> _Petunjuk dan Ketentuan_: Tuliskan kembali bagian dari teks tentang Situ Gintung tanpa mengubah apa pun. Mulai dari kata "Bocah laki-laki asyik" dan berhenti sesudah kata "berbatas garis lurus.".

> _Teks Bacaan_:
---------------

Bocah laki-laki asyik bermain sendirian di tepian Situ Gintung. Cuaca mendung berangin memudahkannya menerbangkan layang-layang siang itu. Merapat ke bibir situ, beberapa laki-laki duduk di atas bebatuan saling berjauhan. Suasana dibiarkan senyap tanpa kata-kata sembari menunggu ikan termakan umpan di mata kail mereka.
Di hadapan mereka, hampar air melimpah memantulkan warna hijau tua. Di ujung jauh, tepian situ seperti menyatu dengan kaki langit berbatas garis lurus.
Situ Gintung yang merupakan bagian dari Daerah Aliran Sungai (DAS) Pesanggrahan ini berada di tengah impitan kepadatan kawasan Ciputat, Tangerang Selatan, Banten. Dari ruas beton yang berfungsi sebagai jalan inspeksi, terlihat kompleks kampus besar, rumah sakit, permukiman penduduk, dan berbagai tempat usaha yang mengepung situ.

---------------

> _Isi Data_:

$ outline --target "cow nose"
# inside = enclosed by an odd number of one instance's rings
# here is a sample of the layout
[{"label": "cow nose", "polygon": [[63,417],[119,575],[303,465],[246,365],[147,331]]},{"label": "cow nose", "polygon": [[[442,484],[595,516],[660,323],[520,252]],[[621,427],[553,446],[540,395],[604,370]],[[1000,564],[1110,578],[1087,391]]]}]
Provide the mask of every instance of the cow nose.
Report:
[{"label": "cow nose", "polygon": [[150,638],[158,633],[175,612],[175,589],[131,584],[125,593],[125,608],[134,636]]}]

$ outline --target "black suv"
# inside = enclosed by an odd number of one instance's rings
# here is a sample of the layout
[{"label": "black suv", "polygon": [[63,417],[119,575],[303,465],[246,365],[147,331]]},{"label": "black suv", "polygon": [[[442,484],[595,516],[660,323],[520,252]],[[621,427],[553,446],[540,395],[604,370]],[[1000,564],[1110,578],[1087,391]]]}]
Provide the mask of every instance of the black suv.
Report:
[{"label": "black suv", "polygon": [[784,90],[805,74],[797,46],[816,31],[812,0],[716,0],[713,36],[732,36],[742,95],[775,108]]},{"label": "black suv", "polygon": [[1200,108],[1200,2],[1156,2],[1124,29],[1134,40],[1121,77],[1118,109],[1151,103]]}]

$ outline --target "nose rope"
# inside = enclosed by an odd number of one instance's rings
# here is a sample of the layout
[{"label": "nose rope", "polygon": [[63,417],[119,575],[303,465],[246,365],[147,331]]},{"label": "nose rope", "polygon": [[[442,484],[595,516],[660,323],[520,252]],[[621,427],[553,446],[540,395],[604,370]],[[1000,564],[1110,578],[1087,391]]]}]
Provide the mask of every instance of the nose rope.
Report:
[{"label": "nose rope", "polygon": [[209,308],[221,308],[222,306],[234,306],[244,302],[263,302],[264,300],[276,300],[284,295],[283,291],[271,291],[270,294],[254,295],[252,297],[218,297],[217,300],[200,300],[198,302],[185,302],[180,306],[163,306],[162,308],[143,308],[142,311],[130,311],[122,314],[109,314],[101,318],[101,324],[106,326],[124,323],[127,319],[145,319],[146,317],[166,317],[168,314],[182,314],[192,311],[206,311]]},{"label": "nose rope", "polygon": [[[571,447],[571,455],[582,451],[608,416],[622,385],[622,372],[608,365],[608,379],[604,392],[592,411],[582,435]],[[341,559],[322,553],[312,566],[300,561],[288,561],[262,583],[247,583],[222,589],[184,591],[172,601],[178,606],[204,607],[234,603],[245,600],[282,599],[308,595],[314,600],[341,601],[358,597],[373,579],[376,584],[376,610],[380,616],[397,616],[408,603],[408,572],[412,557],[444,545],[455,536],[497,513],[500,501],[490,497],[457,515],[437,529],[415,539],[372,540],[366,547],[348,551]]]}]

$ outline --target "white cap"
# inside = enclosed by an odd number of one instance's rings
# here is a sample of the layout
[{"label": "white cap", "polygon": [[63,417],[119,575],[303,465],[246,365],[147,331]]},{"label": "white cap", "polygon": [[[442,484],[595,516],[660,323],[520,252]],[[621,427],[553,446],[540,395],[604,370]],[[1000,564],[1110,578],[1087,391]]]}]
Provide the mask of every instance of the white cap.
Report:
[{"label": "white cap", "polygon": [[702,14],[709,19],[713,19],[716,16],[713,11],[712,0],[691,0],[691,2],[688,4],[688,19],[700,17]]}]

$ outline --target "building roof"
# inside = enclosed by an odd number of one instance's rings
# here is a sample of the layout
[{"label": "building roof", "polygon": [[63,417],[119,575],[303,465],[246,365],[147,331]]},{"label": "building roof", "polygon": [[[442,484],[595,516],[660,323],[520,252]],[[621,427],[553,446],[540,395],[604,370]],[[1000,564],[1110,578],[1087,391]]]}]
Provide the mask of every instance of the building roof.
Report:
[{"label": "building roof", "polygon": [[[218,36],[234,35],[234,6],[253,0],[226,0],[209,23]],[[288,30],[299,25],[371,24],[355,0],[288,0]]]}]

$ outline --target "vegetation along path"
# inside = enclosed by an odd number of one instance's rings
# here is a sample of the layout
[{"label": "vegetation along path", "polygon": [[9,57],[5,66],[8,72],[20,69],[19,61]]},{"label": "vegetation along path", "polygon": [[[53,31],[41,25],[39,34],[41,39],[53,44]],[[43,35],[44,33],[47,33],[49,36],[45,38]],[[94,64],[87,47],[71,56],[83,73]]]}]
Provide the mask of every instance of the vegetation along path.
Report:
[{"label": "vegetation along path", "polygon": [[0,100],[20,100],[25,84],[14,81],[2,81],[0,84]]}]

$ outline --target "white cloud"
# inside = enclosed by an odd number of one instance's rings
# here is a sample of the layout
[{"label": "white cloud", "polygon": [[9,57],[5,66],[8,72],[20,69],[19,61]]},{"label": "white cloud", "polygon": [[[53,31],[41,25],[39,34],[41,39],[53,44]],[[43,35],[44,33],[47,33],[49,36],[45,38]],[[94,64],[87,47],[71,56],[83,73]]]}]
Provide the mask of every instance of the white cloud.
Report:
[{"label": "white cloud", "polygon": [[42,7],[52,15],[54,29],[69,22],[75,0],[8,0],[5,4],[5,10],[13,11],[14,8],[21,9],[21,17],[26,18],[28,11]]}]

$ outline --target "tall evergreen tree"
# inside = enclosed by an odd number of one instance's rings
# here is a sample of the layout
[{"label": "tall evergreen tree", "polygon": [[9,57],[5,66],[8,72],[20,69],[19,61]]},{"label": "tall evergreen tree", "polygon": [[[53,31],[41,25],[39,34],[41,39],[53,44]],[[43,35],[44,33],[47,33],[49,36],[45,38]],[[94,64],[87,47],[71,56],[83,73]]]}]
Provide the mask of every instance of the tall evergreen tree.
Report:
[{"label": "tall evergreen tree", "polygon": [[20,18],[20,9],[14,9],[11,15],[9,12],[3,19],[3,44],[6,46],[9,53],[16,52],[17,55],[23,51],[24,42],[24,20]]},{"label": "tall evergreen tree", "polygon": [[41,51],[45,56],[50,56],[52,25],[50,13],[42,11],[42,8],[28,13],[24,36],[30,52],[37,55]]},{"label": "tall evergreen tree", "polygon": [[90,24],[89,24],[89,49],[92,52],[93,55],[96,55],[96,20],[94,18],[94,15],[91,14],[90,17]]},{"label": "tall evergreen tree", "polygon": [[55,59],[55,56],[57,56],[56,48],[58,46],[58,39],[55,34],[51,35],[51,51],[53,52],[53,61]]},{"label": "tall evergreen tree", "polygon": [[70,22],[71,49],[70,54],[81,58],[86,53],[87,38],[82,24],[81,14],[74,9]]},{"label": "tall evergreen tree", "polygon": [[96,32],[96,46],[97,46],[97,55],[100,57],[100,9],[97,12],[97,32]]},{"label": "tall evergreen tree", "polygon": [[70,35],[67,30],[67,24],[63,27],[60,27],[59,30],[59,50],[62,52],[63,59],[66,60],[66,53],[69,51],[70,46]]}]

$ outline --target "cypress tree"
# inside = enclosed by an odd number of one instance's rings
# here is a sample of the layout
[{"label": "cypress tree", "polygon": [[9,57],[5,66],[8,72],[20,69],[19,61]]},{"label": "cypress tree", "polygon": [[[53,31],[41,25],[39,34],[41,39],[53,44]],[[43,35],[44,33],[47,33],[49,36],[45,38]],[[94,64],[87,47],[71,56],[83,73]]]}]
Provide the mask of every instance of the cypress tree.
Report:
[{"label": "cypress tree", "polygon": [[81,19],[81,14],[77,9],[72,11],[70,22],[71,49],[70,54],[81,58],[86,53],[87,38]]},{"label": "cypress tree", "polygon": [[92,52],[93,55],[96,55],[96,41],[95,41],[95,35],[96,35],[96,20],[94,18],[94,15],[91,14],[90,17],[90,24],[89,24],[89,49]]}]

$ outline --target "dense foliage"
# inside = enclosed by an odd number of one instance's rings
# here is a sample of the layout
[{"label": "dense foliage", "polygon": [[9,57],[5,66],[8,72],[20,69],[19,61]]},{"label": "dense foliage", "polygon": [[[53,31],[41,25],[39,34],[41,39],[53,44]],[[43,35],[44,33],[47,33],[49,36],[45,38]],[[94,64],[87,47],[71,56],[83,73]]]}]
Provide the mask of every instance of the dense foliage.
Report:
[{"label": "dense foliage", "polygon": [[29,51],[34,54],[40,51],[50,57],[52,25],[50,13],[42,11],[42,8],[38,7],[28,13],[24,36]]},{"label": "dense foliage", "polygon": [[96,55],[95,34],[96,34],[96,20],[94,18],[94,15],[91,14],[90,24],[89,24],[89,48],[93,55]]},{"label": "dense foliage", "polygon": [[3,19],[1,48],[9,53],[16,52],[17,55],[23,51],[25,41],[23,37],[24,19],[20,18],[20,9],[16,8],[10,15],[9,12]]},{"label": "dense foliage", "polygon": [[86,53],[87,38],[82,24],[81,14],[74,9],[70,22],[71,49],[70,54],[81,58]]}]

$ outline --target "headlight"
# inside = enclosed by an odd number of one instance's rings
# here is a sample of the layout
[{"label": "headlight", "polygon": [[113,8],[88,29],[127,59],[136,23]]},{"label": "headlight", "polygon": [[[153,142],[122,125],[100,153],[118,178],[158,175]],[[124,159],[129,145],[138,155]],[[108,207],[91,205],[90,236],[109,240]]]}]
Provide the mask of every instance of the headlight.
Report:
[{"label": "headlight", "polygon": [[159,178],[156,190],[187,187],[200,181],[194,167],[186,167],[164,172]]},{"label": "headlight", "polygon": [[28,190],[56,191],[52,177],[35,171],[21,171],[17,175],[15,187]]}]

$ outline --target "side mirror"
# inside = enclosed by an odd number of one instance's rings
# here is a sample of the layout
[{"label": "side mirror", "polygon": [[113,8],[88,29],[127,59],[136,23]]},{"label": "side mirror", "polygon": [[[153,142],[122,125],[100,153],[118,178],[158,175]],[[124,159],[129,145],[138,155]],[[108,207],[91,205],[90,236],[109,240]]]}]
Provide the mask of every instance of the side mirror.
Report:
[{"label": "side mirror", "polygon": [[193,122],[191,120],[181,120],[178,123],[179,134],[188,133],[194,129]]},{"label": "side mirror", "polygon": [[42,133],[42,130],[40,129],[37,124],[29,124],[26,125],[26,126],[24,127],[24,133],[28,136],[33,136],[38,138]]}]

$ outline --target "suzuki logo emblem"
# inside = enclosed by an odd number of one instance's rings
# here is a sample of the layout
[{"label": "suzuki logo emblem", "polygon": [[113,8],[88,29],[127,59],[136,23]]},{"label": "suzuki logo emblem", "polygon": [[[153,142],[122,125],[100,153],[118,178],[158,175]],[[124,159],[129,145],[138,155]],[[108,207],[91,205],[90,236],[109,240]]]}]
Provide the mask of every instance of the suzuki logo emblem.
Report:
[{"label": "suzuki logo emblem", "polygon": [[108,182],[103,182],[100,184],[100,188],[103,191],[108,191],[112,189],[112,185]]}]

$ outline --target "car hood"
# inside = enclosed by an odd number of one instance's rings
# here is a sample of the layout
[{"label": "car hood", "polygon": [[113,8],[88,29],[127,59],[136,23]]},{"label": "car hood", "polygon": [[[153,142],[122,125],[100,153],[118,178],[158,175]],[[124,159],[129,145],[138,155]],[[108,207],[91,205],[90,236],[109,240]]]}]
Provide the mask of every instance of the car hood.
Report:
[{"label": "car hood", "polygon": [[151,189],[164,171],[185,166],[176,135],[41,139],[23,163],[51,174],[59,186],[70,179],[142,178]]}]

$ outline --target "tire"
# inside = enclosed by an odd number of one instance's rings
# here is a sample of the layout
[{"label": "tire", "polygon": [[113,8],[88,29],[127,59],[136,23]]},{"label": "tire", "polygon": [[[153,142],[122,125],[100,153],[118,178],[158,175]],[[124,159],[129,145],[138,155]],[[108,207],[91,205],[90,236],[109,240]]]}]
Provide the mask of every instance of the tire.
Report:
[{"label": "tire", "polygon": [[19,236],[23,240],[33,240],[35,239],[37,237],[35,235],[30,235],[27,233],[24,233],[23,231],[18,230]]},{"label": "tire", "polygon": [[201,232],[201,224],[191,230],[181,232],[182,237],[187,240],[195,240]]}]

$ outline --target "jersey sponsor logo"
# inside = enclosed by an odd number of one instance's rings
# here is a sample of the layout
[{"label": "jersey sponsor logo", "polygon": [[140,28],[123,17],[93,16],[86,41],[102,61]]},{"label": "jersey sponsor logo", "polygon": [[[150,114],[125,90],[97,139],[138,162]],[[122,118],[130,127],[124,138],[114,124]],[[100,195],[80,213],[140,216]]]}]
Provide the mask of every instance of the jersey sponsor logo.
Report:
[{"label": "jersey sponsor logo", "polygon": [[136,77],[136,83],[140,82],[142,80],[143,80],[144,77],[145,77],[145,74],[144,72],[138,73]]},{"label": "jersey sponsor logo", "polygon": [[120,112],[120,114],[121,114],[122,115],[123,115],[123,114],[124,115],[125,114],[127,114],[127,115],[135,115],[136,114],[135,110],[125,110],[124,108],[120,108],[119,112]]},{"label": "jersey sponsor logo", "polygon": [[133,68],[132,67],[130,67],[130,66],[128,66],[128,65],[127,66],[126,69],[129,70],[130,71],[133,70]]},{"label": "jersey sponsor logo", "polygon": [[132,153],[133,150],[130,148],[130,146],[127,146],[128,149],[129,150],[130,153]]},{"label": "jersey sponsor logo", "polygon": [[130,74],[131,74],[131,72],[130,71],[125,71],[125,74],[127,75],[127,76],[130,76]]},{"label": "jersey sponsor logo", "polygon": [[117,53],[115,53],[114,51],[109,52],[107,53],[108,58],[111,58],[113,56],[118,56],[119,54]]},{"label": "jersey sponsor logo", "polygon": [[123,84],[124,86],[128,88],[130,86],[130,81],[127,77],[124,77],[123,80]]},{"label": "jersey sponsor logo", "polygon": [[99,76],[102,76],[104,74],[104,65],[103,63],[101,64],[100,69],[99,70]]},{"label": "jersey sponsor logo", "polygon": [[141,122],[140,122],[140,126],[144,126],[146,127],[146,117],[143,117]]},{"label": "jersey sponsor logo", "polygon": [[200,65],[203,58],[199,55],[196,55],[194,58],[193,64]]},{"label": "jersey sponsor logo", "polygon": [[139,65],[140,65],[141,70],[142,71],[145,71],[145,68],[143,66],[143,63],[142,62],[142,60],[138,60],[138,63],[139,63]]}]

---------------

> _Hasil Tugas_:
Bocah laki-laki asyik bermain sendirian di tepian Situ Gintung. Cuaca mendung berangin memudahkannya menerbangkan layang-layang siang itu. Merapat ke bibir situ, beberapa laki-laki duduk di atas bebatuan saling berjauhan. Suasana dibiarkan senyap tanpa kata-kata sembari menunggu ikan termakan umpan di mata kail mereka.
Di hadapan mereka, hampar air melimpah memantulkan warna hijau tua. Di ujung jauh, tepian situ seperti menyatu dengan kaki langit berbatas garis lurus.